WRITTEN REQUEST: Report each line of the entries below that contains the word "aircraft", copying every such line in full.

[Dataset items]
** START **

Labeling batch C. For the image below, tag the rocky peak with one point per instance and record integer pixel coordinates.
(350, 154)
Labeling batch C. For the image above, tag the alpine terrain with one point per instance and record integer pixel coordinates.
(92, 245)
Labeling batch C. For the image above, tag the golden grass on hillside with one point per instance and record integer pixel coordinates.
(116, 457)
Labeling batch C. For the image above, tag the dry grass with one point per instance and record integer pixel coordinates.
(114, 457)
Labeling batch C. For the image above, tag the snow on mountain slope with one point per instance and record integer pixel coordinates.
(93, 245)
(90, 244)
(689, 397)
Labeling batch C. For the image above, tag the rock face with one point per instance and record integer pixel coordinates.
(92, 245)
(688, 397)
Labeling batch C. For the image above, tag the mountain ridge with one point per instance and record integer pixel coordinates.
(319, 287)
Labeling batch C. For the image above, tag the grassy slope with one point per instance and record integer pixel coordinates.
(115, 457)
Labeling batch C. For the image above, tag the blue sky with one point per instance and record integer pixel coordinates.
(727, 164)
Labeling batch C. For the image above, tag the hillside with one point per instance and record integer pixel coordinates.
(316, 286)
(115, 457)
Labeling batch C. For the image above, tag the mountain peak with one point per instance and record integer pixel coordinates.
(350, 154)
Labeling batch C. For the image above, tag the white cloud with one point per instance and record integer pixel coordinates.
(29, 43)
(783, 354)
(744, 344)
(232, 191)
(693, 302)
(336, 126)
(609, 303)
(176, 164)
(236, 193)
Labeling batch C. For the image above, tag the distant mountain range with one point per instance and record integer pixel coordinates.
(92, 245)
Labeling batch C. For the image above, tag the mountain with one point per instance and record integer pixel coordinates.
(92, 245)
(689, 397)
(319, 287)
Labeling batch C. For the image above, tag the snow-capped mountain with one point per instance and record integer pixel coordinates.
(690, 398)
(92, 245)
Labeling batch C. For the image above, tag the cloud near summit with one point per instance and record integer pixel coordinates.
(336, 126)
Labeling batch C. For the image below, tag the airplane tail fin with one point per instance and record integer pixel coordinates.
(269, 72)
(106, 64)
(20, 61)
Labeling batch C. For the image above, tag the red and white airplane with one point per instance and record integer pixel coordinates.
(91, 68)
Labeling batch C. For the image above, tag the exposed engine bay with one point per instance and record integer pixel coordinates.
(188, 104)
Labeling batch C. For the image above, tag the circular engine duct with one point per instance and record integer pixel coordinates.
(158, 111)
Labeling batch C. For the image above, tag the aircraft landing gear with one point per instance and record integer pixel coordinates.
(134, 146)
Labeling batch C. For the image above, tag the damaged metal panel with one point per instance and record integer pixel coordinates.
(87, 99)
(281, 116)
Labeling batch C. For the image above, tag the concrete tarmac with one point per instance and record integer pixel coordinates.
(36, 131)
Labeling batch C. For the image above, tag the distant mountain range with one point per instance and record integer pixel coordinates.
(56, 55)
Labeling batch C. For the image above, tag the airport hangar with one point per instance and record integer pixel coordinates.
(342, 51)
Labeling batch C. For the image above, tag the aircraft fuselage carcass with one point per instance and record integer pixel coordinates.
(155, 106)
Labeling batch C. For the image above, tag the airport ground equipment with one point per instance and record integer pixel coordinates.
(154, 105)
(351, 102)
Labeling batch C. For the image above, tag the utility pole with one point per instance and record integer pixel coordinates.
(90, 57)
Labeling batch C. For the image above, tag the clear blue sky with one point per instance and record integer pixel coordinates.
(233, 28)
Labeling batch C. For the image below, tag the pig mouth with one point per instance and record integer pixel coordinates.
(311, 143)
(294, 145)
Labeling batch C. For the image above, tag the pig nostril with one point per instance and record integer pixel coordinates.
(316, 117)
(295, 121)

** END **
** START **

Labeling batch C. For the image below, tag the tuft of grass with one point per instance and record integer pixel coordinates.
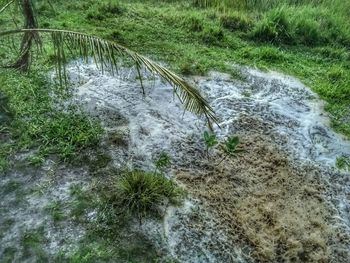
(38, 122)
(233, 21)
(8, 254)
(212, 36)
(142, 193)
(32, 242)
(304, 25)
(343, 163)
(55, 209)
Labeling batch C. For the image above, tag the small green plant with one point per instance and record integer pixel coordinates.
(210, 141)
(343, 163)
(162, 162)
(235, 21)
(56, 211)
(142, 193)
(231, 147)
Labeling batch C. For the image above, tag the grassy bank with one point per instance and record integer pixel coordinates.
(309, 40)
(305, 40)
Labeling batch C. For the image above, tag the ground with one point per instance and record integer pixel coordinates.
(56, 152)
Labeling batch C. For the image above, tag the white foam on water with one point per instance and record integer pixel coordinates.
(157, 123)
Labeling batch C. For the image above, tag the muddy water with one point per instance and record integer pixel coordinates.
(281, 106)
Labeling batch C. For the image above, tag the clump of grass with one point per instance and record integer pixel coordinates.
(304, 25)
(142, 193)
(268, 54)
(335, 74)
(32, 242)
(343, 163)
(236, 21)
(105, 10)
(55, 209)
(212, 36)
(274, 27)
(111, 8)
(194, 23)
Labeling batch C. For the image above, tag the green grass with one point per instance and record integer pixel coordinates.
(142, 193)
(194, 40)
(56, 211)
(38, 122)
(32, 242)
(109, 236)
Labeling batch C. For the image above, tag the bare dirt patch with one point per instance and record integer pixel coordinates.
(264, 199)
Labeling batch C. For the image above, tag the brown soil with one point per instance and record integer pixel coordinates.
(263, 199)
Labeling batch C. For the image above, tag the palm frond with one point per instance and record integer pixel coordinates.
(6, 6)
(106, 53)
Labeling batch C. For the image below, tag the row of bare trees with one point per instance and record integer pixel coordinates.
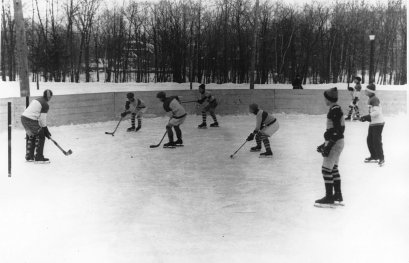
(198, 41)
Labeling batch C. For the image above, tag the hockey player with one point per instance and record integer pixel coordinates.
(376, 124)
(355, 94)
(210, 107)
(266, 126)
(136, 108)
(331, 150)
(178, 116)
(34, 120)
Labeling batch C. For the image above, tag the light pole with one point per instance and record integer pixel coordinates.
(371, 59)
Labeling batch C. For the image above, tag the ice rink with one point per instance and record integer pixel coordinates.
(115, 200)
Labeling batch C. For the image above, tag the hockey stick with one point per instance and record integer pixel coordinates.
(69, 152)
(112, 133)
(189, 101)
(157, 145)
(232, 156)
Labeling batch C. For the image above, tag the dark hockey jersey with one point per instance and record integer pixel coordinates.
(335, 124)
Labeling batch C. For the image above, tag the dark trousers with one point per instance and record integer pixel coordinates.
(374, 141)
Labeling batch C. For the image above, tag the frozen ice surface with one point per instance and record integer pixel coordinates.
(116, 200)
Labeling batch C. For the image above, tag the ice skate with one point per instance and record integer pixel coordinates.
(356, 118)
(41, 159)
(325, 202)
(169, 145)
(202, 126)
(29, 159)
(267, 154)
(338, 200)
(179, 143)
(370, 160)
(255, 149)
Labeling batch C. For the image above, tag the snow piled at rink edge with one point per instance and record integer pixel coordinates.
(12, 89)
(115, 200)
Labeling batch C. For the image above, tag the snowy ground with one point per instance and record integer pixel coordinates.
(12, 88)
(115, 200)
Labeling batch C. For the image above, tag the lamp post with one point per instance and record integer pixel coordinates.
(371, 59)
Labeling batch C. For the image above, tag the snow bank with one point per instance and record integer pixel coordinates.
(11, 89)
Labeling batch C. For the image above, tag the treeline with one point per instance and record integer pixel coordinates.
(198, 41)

** END **

RESULT:
Labeling batch C. For the image above, tag the aircraft landing gear with one point per instance and record integer pixel coordinates.
Labeling batch C. For the image above, tag the aircraft fuselage carcass with one point per instance and record integer pixel coordinates.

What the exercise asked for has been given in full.